TASK REQUIREMENTS –
Repeat the entries exactly, and do not carry the pictures over.
--- DATA FOR PROCESSING Enclosed Below ---
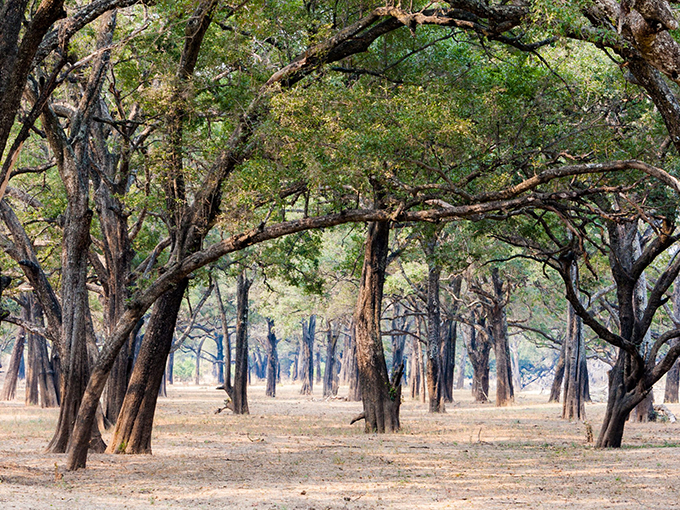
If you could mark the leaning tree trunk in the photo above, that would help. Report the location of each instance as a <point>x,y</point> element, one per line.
<point>556,387</point>
<point>354,393</point>
<point>414,368</point>
<point>272,359</point>
<point>380,396</point>
<point>434,376</point>
<point>460,378</point>
<point>306,365</point>
<point>478,348</point>
<point>239,392</point>
<point>329,373</point>
<point>621,401</point>
<point>505,392</point>
<point>10,386</point>
<point>672,381</point>
<point>448,356</point>
<point>135,421</point>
--- End of Enclosed DATA FOR PROCESSING ---
SOLUTION FOR THIS EXERCISE –
If you could mark the leaning tree trunk in the photo above, that would help. Report the location of each instance as a <point>x,y</point> element, one per line.
<point>556,387</point>
<point>354,393</point>
<point>414,368</point>
<point>272,359</point>
<point>380,396</point>
<point>434,376</point>
<point>460,378</point>
<point>306,365</point>
<point>478,348</point>
<point>239,392</point>
<point>329,373</point>
<point>621,401</point>
<point>505,392</point>
<point>10,386</point>
<point>672,381</point>
<point>448,356</point>
<point>135,421</point>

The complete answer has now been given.